■ **SCHRIFTLICHE AUFGABE A**
Geben Sie den Textauszug zur Stellung der Negation von „(12) Es hat“ bis hinunter zu „(nicht fest) gerechnet.“ erneut wieder, und tauschen Sie dabei „Geld“ gegen „Erbe“ aus.
---+---
Die relative Stellung zu den Komplementen und zu anderen Satzadverbialia ist nicht in gleicher Weise skopusabhängig. Sonst müsste nicht in seiner satznegierenden Funktion vor all diesen Satzkomponenten stehen. Neben dem generellen Geltungsbereich (Skopus) hat nicht einen spezifischen Wirkungsbereich, der durch seine Stellung und eine besondere Akzentuierung fokussiert wird. In dieser Funktion spricht man von kontrastierender Negation (vgl. Wortstellung und Akzentuierung, Änderung der Informationsstruktur).

Wenn kein spezieller Teil des Gesagten bzw. eine Komponente durch die kontrastierende Negation fokussiert ist, kann man annehmen, dass sich die Negation auf den ganzen Satz bezieht. Dieser unmarkierte Wirkungsbereich wird durch die Stellung von nicht auf der Position re3 gekennzeichnet (vgl. Beispiele 3, 4).

Negation vor Verbgruppenadverbiale

Die skopusbestimmte Abfolge "nicht >> Verbgruppenadverbiale" ist besonders fest, z. B.:

(11) Der Monitor hat von Anfang an nicht einwandfrei funktioniert.
(12) Es hat einfach nicht mehr schön ausgesehen.

Die Stellung des Präpositivkomplements mit dem Geld ist in den Beispielen (13, 13', 14) variabel. Die Abfolge von nicht und fest kann hingegen nicht umgekehrt werden (6'):

(13) Er hatte fest mit dem Geld gerechnet.
(13') Er hatte mit dem Geld fest gerechnet.

(14) Er hatte (nicht fest) mit dem Geld (nicht fest) gerechnet.
(14') *Er hatte fest nicht mit dem Geld gerechnet.
---+---
■ **SCHRIFTLICHE AUFGABE B**
Stellen Sie die Datensätze vom Anfang bis hinunter zur Zeile mit „68,32,247,91“ (beide Enden eingeschlossen) als Markdown-Tabelle mit den Spalten „Nr.“ und „Zeile“ dar. Lassen Sie Leerzeilen und die Bilder dabei weg.
---+---
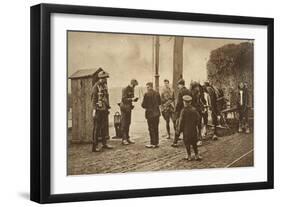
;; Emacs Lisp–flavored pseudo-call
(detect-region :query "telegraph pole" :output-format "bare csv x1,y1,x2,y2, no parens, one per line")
173,36,184,94
155,36,160,92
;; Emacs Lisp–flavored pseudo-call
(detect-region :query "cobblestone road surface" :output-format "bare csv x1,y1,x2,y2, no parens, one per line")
68,119,254,175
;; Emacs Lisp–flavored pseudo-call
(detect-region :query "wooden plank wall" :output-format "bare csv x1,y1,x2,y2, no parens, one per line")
70,78,93,143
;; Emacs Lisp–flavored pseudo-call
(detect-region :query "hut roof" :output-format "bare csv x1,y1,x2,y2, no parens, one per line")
69,68,102,79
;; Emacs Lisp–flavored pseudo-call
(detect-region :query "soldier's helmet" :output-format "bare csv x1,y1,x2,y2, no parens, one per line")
98,71,109,78
182,95,192,102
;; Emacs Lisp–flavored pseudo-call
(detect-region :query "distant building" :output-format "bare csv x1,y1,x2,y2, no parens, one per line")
68,68,102,143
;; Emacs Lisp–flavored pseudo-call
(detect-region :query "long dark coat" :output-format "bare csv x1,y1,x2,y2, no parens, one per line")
175,86,192,117
177,106,200,145
141,90,161,119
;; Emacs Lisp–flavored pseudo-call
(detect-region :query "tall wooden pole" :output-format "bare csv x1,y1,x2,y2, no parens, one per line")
155,36,160,92
173,37,184,93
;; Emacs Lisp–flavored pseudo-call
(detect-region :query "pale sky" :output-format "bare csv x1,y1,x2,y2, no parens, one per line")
68,32,247,91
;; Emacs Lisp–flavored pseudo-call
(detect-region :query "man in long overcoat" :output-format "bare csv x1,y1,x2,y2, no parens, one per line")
142,82,161,148
120,79,138,145
177,95,202,161
91,71,112,152
172,79,192,147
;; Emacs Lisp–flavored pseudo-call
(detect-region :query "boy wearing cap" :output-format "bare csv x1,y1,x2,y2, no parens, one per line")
177,95,202,161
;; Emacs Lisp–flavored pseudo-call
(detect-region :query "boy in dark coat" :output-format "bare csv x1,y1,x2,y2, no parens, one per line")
171,79,192,147
141,82,161,148
177,95,202,161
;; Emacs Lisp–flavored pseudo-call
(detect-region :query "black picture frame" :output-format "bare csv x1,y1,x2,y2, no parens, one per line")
30,4,274,203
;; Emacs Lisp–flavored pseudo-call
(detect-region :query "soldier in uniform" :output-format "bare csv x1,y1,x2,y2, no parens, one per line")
204,81,219,140
237,82,250,134
161,79,176,139
141,82,161,148
120,79,138,145
176,95,202,161
171,79,191,147
92,71,112,152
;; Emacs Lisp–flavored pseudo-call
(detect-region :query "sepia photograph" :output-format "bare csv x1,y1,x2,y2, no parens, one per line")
66,30,255,176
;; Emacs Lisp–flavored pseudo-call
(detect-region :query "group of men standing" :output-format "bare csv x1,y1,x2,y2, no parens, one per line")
92,71,247,160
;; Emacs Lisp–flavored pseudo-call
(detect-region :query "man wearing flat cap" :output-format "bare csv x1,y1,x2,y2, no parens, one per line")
120,79,138,145
176,95,202,161
172,78,192,147
91,70,112,152
141,82,161,148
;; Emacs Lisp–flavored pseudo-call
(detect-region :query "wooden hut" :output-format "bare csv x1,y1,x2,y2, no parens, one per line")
68,68,102,143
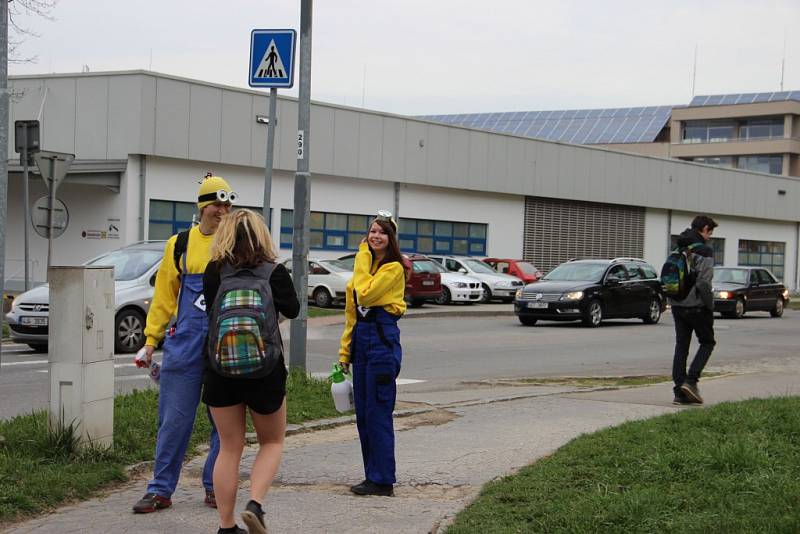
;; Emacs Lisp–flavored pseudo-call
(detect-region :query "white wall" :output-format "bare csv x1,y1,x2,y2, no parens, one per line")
---+---
■ **ANTWORT A**
(12) Es hat einfach nicht mehr schön ausgesehen.

Die Stellung des Präpositivkomplements mit dem Erbe ist in den Beispielen (13, 13', 14) variabel. Die Abfolge von nicht und fest kann hingegen nicht umgekehrt werden (6'):

(13) Er hatte fest mit dem Erbe gerechnet.
(13') Er hatte mit dem Erbe fest gerechnet.

(14) Er hatte (nicht fest) mit dem Erbe (nicht fest) gerechnet.

■ **ANTWORT B**
| Nr. | Zeile |
|---|---|
| 1 | ;; Emacs Lisp–flavored pseudo-call |
| 2 | (detect-region :query "telegraph pole" :output-format "bare csv x1,y1,x2,y2, no parens, one per line") |
| 3 | 173,36,184,94 |
| 4 | 155,36,160,92 |
| 5 | ;; Emacs Lisp–flavored pseudo-call |
| 6 | (detect-region :query "cobblestone road surface" :output-format "bare csv x1,y1,x2,y2, no parens, one per line") |
| 7 | 68,119,254,175 |
| 8 | ;; Emacs Lisp–flavored pseudo-call |
| 9 | (detect-region :query "wooden plank wall" :output-format "bare csv x1,y1,x2,y2, no parens, one per line") |
| 10 | 70,78,93,143 |
| 11 | ;; Emacs Lisp–flavored pseudo-call |
| 12 | (detect-region :query "hut roof" :output-format "bare csv x1,y1,x2,y2, no parens, one per line") |
| 13 | 69,68,102,79 |
| 14 | ;; Emacs Lisp–flavored pseudo-call |
| 15 | (detect-region :query "soldier's helmet" :output-format "bare csv x1,y1,x2,y2, no parens, one per line") |
| 16 | 98,71,109,78 |
| 17 | 182,95,192,102 |
| 18 | ;; Emacs Lisp–flavored pseudo-call |
| 19 | (detect-region :query "distant building" :output-format "bare csv x1,y1,x2,y2, no parens, one per line") |
| 20 | 68,68,102,143 |
| 21 | ;; Emacs Lisp–flavored pseudo-call |
| 22 | (detect-region :query "long dark coat" :output-format "bare csv x1,y1,x2,y2, no parens, one per line") |
| 23 | 175,86,192,117 |
| 24 | 177,106,200,145 |
| 25 | 141,90,161,119 |
| 26 | ;; Emacs Lisp–flavored pseudo-call |
| 27 | (detect-region :query "tall wooden pole" :output-format "bare csv x1,y1,x2,y2, no parens, one per line") |
| 28 | 155,36,160,92 |
| 29 | 173,37,184,93 |
| 30 | ;; Emacs Lisp–flavored pseudo-call |
| 31 | (detect-region :query "pale sky" :output-format "bare csv x1,y1,x2,y2, no parens, one per line") |
| 32 | 68,32,247,91 |